**Exercise requirements:** Report each line of the data that includes the word "this".

================

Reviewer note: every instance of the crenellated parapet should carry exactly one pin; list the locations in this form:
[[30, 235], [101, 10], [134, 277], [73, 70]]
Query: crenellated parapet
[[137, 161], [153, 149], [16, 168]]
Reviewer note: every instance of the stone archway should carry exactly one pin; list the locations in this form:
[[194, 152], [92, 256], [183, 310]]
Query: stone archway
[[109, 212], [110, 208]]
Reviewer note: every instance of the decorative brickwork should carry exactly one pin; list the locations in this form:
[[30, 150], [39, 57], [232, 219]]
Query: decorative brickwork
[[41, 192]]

================

**Response:**
Reviewer note: every instance of the crenellated parapet should carry exactly one pin; list the locations in this form:
Reviewer note: every instance of the stone archway should carry exactly one pin; list the locations in this form:
Reviewer note: every instance of the decorative brickwork should carry exactly one pin; list the locations in this form:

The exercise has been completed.